Instruções da tarefa —
Indique se cada afirmação concorda com o texto em estudo: (a) o professor que repetiu o dito de Voltaire se chamava Sandin; (b) Jair Bolsonaro viajou de avião ao interior de Minas Gerais; (c) o narrador está finalizando um livro sobre os 13 últimos presidentes da República. Para cada uma, responda sim ou não e cite entre aspas as palavras do texto que decidem a questão.

Já faz muito tempo, quando eu era ainda um estudante do ginásio no Colégio Dom Bosco, ouvi do professor de história as palavras atribuídas a Voltaire, cujo nome original era François-Marie Aouet. O escritor iluminista francês filosofava sobre a existência ou não de um fato:
— Um cego, à meia-noite, num quarto escuro, procurando uma azeitona preta que não existe.
Tornei-me fotógrafo e o dito de Voltaire repetido pelo professor Sandin jamais me saiu da lembrança. Claro, jornalistas lidamos com acontecimentos, fatos e, no meu caso mais ainda, com a imagem real de alguma coisa. Não se fotografa o nada.
Nem sei quantas vezes, perdi a conta, o quanto fiquei à toda luz do sol de olho atento, ao meio-dia, diante de uma porta aberta à espera de um personagem que estava lá.
Foi o que me aconteceu na tarde desse sábado. Cobrindo a chamada seara do poder, não desligo um minuto dos nomes que ponteiam o notíciário. Há décadas estou no front do que acontece. Ainda mais nos tempos atuais, diante de duas crises: de pandemia e de governo.
Jair Bolsonaro saiu cedo para uma viagem de helicóptero ao interior de Minas Gerais. Passou horas por lá. No fim da tarde, retornou a Brasília. Como estou finalizando um livro sobre os 13 últimos presidentes da República, não queria perder a chance fotografá-lo em seu desembarque no Palácio Alvorada.

Dados —
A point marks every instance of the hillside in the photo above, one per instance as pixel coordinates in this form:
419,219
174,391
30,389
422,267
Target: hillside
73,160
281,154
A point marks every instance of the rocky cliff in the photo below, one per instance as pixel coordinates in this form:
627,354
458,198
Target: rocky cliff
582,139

...

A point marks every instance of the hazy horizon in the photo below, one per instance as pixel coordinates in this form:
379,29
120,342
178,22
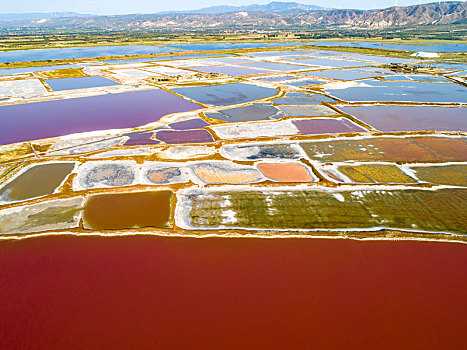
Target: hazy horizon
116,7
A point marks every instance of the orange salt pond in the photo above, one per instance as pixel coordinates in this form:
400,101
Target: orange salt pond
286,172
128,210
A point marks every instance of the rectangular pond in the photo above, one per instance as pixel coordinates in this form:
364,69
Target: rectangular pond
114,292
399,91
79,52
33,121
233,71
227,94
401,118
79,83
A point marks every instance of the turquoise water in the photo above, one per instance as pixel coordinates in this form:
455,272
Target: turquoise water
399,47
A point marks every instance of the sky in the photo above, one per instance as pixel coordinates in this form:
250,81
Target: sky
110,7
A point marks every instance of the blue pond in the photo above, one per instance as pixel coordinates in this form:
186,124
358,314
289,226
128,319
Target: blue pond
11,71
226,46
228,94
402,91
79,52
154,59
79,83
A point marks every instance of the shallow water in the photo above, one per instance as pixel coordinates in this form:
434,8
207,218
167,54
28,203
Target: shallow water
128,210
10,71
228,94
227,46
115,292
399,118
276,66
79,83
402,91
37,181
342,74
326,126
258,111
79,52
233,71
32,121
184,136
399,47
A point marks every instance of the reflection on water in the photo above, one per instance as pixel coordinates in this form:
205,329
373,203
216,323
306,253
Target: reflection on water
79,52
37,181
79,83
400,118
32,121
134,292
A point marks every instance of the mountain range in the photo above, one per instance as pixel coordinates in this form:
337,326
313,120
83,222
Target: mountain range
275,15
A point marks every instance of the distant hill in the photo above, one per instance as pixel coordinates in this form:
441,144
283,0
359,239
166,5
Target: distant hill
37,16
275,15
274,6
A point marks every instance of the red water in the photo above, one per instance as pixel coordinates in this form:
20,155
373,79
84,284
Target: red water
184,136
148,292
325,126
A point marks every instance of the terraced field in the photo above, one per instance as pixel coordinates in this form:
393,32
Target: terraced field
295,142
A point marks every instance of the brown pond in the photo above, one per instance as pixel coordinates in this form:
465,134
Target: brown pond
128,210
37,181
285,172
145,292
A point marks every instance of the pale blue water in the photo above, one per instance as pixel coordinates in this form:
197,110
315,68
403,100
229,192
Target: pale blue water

---

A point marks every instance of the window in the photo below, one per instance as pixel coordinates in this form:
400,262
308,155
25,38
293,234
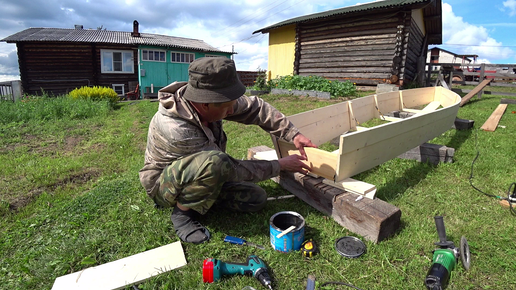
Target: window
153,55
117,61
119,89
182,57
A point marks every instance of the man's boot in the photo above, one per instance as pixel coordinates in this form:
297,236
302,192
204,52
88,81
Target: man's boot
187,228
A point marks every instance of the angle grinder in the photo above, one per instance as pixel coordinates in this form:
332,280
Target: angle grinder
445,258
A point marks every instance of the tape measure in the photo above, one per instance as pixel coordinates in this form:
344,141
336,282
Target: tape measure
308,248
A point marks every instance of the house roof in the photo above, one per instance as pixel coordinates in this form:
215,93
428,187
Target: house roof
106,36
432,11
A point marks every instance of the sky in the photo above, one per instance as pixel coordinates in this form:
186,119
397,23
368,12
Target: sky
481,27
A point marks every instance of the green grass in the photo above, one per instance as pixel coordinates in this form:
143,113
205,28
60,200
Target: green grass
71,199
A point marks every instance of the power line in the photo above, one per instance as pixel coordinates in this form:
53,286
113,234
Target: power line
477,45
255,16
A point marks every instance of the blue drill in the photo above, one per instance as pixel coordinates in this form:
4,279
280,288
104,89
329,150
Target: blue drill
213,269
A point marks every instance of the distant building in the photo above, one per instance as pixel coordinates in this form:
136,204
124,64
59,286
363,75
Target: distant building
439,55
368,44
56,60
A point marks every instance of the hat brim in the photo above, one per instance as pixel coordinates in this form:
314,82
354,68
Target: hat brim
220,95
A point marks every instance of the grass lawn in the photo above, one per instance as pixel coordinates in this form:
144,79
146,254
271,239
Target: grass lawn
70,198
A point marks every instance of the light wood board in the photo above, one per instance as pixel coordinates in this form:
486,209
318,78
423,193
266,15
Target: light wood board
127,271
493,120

Resposta da tarefa —
(a) Sim: "o dito de Voltaire repetido pelo professor Sandin jamais me saiu da lembrança".
(b) Não: "Jair Bolsonaro saiu cedo para uma viagem de helicóptero ao interior de Minas Gerais".
(c) Sim: "estou finalizando um livro sobre os 13 últimos presidentes da República".